_What to work on_. Would you please write out every record exactly?

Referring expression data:
######

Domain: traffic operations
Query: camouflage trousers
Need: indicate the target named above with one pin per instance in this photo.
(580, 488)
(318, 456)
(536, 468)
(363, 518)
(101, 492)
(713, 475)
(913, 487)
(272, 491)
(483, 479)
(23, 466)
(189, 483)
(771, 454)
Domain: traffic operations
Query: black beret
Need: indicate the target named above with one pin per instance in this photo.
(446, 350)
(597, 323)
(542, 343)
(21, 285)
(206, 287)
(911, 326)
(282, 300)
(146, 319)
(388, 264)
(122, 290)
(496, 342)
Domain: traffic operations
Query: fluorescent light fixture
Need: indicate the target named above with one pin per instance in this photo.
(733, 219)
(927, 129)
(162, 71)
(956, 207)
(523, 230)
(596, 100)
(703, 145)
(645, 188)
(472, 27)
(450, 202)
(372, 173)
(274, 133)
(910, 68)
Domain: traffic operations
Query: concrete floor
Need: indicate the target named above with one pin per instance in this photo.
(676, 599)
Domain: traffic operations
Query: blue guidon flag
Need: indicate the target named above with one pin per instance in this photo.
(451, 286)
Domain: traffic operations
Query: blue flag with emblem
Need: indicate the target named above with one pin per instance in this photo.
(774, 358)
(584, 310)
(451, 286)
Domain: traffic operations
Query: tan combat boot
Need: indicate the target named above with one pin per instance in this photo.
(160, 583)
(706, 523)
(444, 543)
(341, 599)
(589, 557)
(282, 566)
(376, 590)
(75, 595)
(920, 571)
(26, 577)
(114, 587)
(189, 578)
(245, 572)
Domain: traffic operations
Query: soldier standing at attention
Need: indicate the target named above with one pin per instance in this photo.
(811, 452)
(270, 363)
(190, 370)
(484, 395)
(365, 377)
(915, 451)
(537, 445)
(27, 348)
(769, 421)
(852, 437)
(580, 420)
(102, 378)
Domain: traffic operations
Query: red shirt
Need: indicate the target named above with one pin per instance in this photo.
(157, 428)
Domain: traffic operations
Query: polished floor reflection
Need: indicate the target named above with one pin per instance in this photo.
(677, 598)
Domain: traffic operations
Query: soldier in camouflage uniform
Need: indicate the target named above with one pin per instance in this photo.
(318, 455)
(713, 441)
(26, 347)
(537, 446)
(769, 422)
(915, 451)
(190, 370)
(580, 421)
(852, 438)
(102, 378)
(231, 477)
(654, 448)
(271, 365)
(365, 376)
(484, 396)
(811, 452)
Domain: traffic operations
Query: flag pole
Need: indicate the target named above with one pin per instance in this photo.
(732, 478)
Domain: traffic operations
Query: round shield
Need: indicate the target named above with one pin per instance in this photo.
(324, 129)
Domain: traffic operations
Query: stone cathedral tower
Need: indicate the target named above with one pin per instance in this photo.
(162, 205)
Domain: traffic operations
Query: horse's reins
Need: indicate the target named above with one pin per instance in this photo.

######

_Written response_.
Domain: traffic operations
Query: camouflage trousers
Need: indicate the target named above with one pin per instance in this photo.
(580, 488)
(318, 456)
(536, 468)
(363, 518)
(101, 492)
(713, 475)
(913, 487)
(272, 491)
(483, 479)
(23, 466)
(189, 483)
(771, 454)
Domain: traffic operations
Query: black beret
Need: indicate the target named above with one pin per instance in this photo.
(446, 350)
(597, 323)
(542, 343)
(21, 285)
(206, 287)
(911, 326)
(282, 300)
(146, 319)
(388, 264)
(122, 290)
(496, 342)
Domain: traffic operations
Query: fluorescent light fixture
Need: indicate the target named above with one pin per instance in this photo.
(733, 219)
(927, 129)
(162, 71)
(956, 207)
(523, 230)
(596, 100)
(703, 145)
(645, 188)
(472, 27)
(450, 202)
(372, 173)
(274, 133)
(910, 68)
Domain: traffic operations
Query: concrete floor
Need: indicate the target named above with one pin per instance in this photo.
(676, 599)
Domain: traffic operations
Query: blue guidon flag
Need: indicate the target named above with one pin per instance in this photo.
(451, 286)
Domain: traffic operations
Query: blue flag with emblem
Need: indicate the target named above with one pin per instance in this photo.
(774, 358)
(584, 310)
(451, 286)
Domain: traffic operations
Query: tan combat boot
Need: indicate the target named above with one pin per instance in this photo.
(160, 583)
(706, 523)
(444, 543)
(341, 599)
(589, 557)
(282, 566)
(376, 590)
(75, 595)
(920, 571)
(26, 577)
(114, 587)
(189, 578)
(245, 572)
Domain: traffic operations
Query: soldier standing at attention
Need: indicate the target named above with one pin per instance in this photo.
(811, 452)
(270, 363)
(190, 370)
(484, 395)
(365, 377)
(915, 451)
(537, 445)
(27, 348)
(769, 421)
(852, 437)
(580, 420)
(102, 378)
Domain: traffic operations
Query: red shirt
Need: indicate the target named above with one pin per instance in this photo.
(157, 428)
Domain: traffic operations
Query: polished floor reflection
Need: indicate the target named above with one pin per instance in this photo.
(677, 598)
Domain: traffic operations
Query: soldier in camouflage uniform
Need: indicate the target named above with one pin per instance in this photo.
(318, 455)
(713, 441)
(26, 347)
(537, 446)
(769, 422)
(915, 451)
(190, 370)
(580, 421)
(852, 438)
(102, 378)
(231, 477)
(654, 448)
(271, 365)
(365, 376)
(484, 396)
(811, 452)
Domain: traffic operations
Query: flag pole
Need: indicate the target named above with one pin per instance in this photo.
(732, 478)
Domain: traffic operations
Query: round shield
Need: indicate the target named above with one pin per instance in this photo.
(324, 129)
Domain: traffic operations
Query: stone cathedral tower
Need: indicate the target named above with one pin per instance in this photo.
(162, 205)
Domain: traffic operations
Query: horse's reins
Need: indicate the target named above with one pin per instance in this photo.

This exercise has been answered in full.